DOCUMENT

By: Andreas Krüger (woopstar) 2017-10-27 03:07:22.927-0500

I think you are looking at the "wrong" dump. The first dump (the first crash so to speak) is core.asterisk.1508915826.

It just happened today again. I will attach the log. Thread 1 in the dump today seems to be "equal" to the Thread 1 dump from core.asterisk.1508915826

We suspect it seems to happen when a contact registers.

By: Andreas Krüger (woopstar) 2017-10-27 03:10:39.116-0500

New coredump when server seqfaults

By: Andreas Krüger (woopstar) 2017-10-27 04:15:04.038-0500

We suspect there is a locking issues with PJSIP.

From what we see (and think), please correct us if wrong. But for us it looks like Asterisk is crashing at: ../src/pj/lock.c:290 in the function grp_lock_acquire().

The function is as following:

{code}
static pj_status_t grp_lock_acquire(LOCK_OBJ *p)
{
   pj_grp_lock_t *glock = (pj_grp_lock_t*)p;
   grp_lock_item *lck;

   pj_assert(pj_atomic_get(glock->ref_cnt) > 0);

   lck = glock->lock_list.next;
   while (lck != &glock->lock_list) {

       pj_lock_acquire(lck->lock);
       lck = lck->next;

   }
   grp_lock_set_owner_thread(glock);
   pj_grp_lock_add_ref(glock);
   return PJ_SUCCESS;
}
{code}

According to the dump:

{code}
glock = 0x7f1100042df8
lck = 0x0
{code}

So lck is NULL.

So it looks like it tries to call pj_lock_acquire(lck->lock); where as lck is null and lck-lock would then cause a panic?

So the good question is. Why would lck = glock->lock_list.next; return NULL ? Is it ok?
Is there simply just missing a NULL check in this function?

REQUEST 1
In the Asterisk crash thread, revise the part that opens with the words containing "So lck is NULL." and closes with "in this function?", putting "crash" in place of "panic".
REQUEST 2
Does each statement agree with the Asterisk crash thread? Answer yes or no for each, quoting the deciding words.
(a) The first crash produced the dump core.asterisk.1508915826.
(b) The dump shows lck with the value 0x7f1100042df8.
(c) The poster suspects a locking problem with PJSIP.
REQUEST 3
Pick up the Asterisk crash thread from where it stops and write what comes next.

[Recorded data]
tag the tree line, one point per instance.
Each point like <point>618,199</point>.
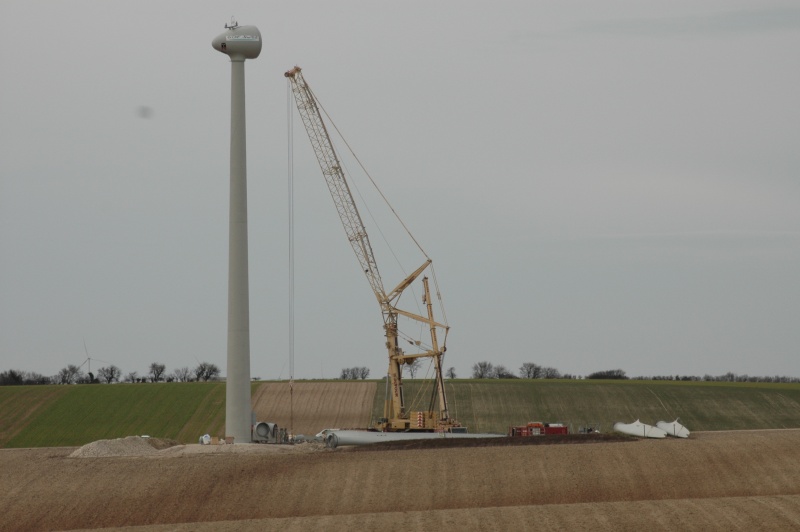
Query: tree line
<point>72,374</point>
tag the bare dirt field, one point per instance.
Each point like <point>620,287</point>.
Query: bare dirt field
<point>316,405</point>
<point>713,481</point>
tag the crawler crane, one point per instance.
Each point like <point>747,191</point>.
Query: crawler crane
<point>395,417</point>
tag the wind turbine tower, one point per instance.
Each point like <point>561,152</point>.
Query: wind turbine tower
<point>239,43</point>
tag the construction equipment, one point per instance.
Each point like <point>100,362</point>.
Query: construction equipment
<point>395,418</point>
<point>536,428</point>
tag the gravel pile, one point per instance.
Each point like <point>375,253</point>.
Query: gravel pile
<point>130,446</point>
<point>159,447</point>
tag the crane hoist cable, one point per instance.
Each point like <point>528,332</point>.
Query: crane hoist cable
<point>290,188</point>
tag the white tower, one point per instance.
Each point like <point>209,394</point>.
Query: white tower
<point>239,43</point>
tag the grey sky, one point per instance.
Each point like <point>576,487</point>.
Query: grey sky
<point>600,184</point>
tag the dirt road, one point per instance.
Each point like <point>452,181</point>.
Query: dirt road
<point>712,481</point>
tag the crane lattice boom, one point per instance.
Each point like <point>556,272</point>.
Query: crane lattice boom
<point>395,415</point>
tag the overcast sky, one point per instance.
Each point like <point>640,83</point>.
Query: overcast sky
<point>600,185</point>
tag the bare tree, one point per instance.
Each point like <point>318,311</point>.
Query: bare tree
<point>183,374</point>
<point>109,373</point>
<point>501,372</point>
<point>529,370</point>
<point>69,375</point>
<point>206,371</point>
<point>482,370</point>
<point>550,373</point>
<point>157,371</point>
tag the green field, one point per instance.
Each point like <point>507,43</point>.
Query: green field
<point>49,416</point>
<point>493,405</point>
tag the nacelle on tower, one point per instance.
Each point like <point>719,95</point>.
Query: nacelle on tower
<point>239,42</point>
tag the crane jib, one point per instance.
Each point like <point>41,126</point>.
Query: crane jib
<point>395,416</point>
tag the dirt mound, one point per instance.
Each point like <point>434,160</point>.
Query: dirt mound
<point>129,446</point>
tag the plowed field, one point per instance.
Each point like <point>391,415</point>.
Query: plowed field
<point>723,480</point>
<point>312,406</point>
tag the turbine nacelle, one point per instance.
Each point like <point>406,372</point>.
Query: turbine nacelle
<point>238,42</point>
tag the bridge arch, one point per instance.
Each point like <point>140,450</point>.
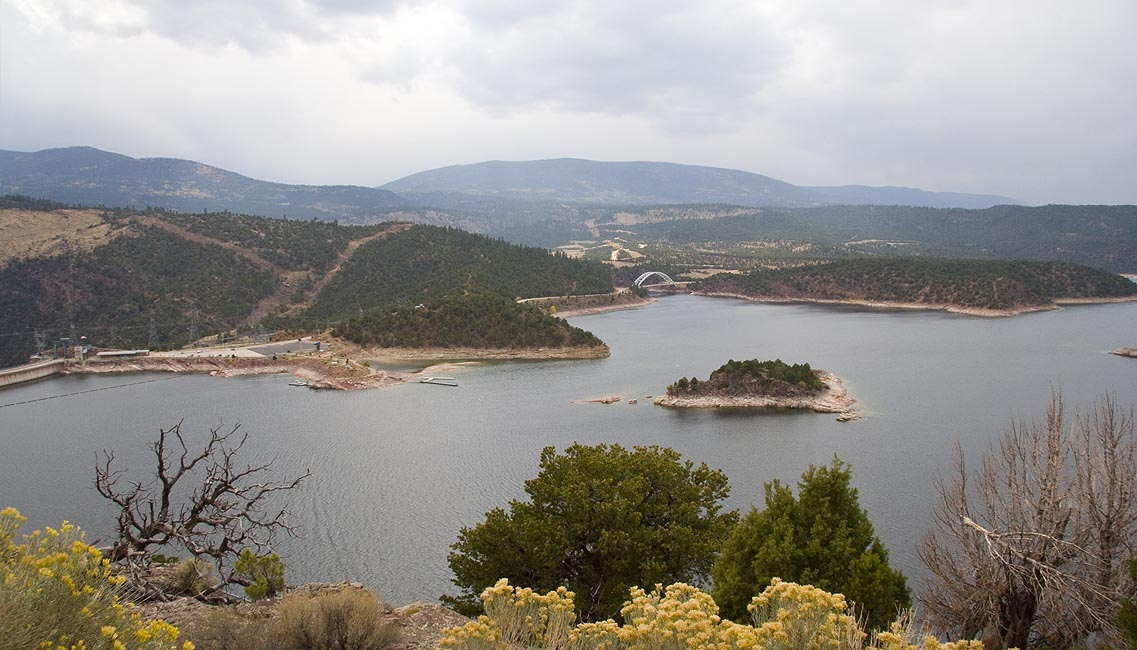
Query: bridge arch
<point>642,278</point>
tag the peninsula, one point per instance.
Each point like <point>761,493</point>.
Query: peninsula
<point>763,384</point>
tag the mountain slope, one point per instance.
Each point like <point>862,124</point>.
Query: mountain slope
<point>132,280</point>
<point>91,176</point>
<point>575,181</point>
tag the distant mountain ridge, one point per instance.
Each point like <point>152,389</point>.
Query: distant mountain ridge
<point>589,182</point>
<point>499,189</point>
<point>91,176</point>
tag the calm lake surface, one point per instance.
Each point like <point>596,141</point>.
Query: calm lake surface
<point>398,472</point>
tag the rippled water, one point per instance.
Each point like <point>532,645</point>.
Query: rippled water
<point>397,473</point>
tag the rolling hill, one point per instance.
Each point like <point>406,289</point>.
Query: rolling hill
<point>91,176</point>
<point>152,278</point>
<point>588,182</point>
<point>504,193</point>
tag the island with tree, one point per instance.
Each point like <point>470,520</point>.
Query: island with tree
<point>763,384</point>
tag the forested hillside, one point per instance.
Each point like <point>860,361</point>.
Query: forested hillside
<point>144,278</point>
<point>425,263</point>
<point>965,283</point>
<point>108,293</point>
<point>1104,236</point>
<point>466,321</point>
<point>287,243</point>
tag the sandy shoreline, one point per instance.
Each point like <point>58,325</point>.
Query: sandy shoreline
<point>923,306</point>
<point>333,372</point>
<point>396,355</point>
<point>833,399</point>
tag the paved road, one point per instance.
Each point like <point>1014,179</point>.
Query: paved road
<point>284,348</point>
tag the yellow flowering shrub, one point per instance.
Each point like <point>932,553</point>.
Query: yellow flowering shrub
<point>786,616</point>
<point>58,593</point>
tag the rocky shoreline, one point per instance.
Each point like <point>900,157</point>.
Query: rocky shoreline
<point>833,399</point>
<point>332,372</point>
<point>921,306</point>
<point>480,353</point>
<point>318,373</point>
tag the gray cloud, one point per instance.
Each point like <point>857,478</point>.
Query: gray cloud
<point>1027,98</point>
<point>683,66</point>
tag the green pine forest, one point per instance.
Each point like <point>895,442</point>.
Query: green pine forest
<point>986,284</point>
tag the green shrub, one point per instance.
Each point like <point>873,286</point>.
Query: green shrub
<point>193,577</point>
<point>346,619</point>
<point>265,574</point>
<point>227,630</point>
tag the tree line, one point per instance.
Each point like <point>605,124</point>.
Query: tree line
<point>754,377</point>
<point>988,284</point>
<point>465,321</point>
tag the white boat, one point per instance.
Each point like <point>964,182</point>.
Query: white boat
<point>439,381</point>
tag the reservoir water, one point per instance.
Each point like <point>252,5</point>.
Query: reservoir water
<point>397,473</point>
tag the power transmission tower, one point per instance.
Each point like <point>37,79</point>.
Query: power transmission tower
<point>193,323</point>
<point>152,342</point>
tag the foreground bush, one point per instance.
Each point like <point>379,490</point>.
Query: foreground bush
<point>786,616</point>
<point>346,619</point>
<point>335,618</point>
<point>598,521</point>
<point>58,592</point>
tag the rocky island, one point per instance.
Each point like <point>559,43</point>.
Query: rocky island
<point>763,384</point>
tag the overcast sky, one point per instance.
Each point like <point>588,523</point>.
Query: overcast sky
<point>1032,99</point>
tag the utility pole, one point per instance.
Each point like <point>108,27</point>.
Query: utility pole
<point>193,324</point>
<point>152,342</point>
<point>41,341</point>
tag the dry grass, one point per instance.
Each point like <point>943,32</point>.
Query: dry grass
<point>27,233</point>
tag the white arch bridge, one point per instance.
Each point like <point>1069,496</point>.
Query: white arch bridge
<point>642,280</point>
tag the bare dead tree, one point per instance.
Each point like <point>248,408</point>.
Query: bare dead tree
<point>1034,551</point>
<point>205,502</point>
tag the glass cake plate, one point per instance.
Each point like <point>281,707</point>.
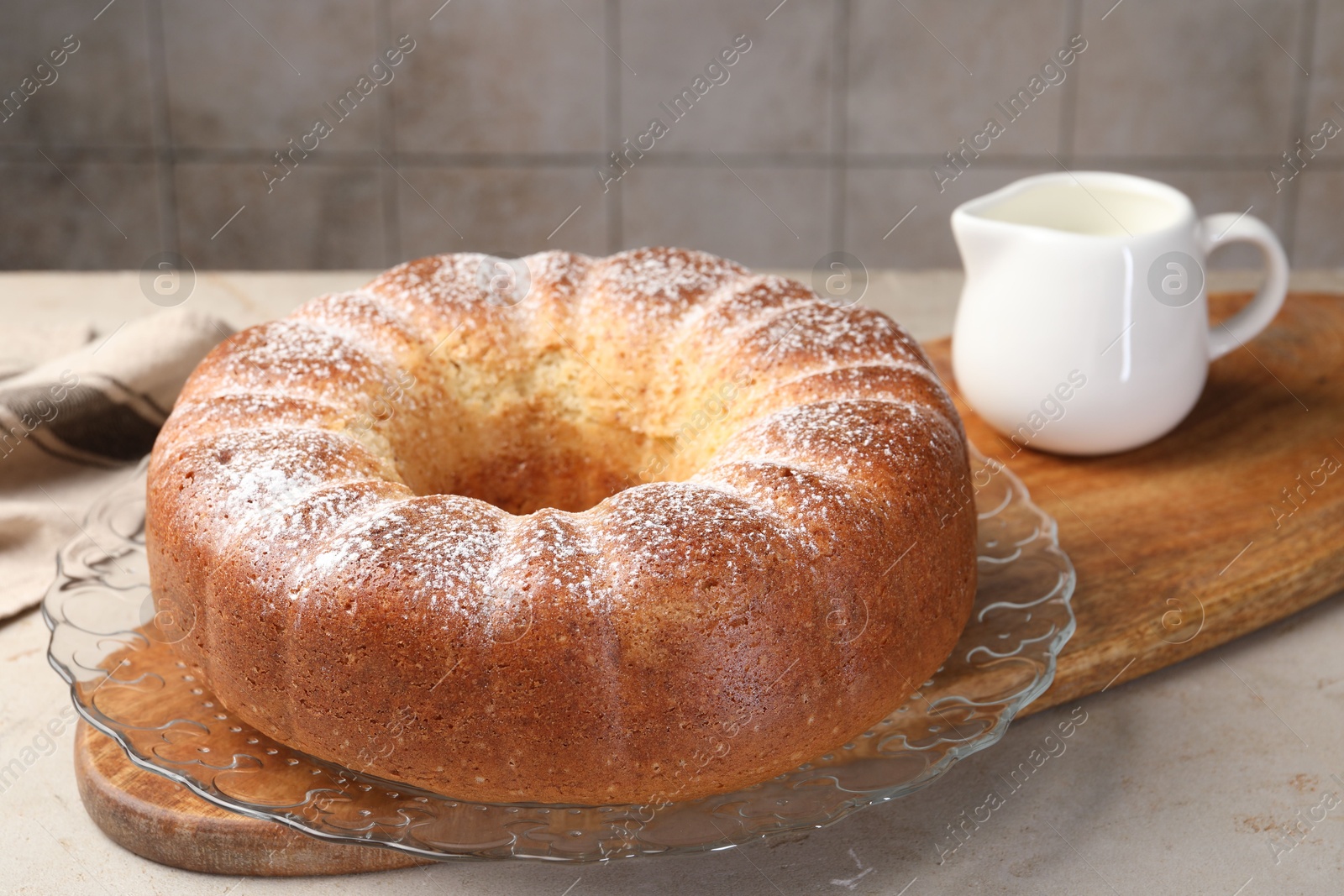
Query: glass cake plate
<point>109,642</point>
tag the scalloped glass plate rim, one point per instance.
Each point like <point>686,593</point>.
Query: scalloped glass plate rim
<point>1016,492</point>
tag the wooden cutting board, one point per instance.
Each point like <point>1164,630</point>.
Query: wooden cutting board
<point>1222,527</point>
<point>1225,526</point>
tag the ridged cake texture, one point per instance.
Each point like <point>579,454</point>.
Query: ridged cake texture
<point>647,528</point>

EXERCISE RESPONSE 1
So lck is NULL.

So it looks like it tries to call pj_lock_acquire(lck->lock); where as lck is null and lck-lock would then cause a crash?

So the good question is. Why would lck = glock->lock_list.next; return NULL ? Is it ok?
Is there simply just missing a NULL check in this function?

EXERCISE RESPONSE 2
(a) Yes: "The first dump (the first crash so to speak) is core.asterisk.1508915826."
(b) No: "lck = 0x0"
(c) Yes: "We suspect there is a locking issues with PJSIP."

EXERCISE RESPONSE 3
By: Andreas Krüger (woopstar) 2017-10-27 04:43:17.180-0500

Could be related to ASTERISK-26675 ?

By: Kevin Harwell (kharwell) 2017-10-27 15:41:51.085-0500

So yes the crashes basically show that the object, or parent object, in question no longer exists (has been freed/released). Depending on which thread tries to use the released object first will make it crash in different places.
{quote}Could be related to ASTERISK-26675 ?{quote}
The one crash does looks similar to the one posted on that issue, however it could still be a separate problem. The reporter on that issue stated using bundled fixed the issue for them. Are you using pjproject-bundled with Asterisk?

By: Andreas Krüger (woopstar) 2017-10-28 01:40:23.252-0500

Yes we are using the bundled version.

We compile unixODBC-2.3.4 and mysql-connector-odbc-5.3.8-linux-ubuntu16.04-x86-64bit

Then we configure Asterisk with ./configure --with-crypto --with-ssl --with-srtp --with-cap --with-pjproject-bundled

where we enable and disable modules etc before we compile.

We also disabled the Sorcery cache to make sure it was not a cache related problem

By: Andreas Krüger (woopstar) 2017-10-28 01:48:02.401-0500

I am wondering what we can do to find the issue as it is a major problem in our production environment at the moment with random seqfaults. What can we provide?

By: Kevin Harwell (kharwell) 2017-10-30 15:59:04.919-0500

A couple of things to try:

As this is possibly a problem in pjproject/pjsip itself you could try upgrading to the latest release of Asterisk, 15.1.0 (new versions of Asterisk were just released.  Both 13.18.0, 15.1.0 have upgraded bundled to use PJPROJECT 2.7). It's possible something changed between pjproject 2.6 and 2.7 that fixed the problem.

I hesitate to recommend this but, barring the above, you could try using the patch that's on ASTERISK-26675. I hesitate because in briefly looking at the patch it appears that while it may stop the crash from happening it doesn't address the reason why it is crashing in the first place.

Even if that patch works though, it'd just be a workaround until we know what the underlying problem is. Without debug or some kind of logging information it's going to be hard to move forward on this issue.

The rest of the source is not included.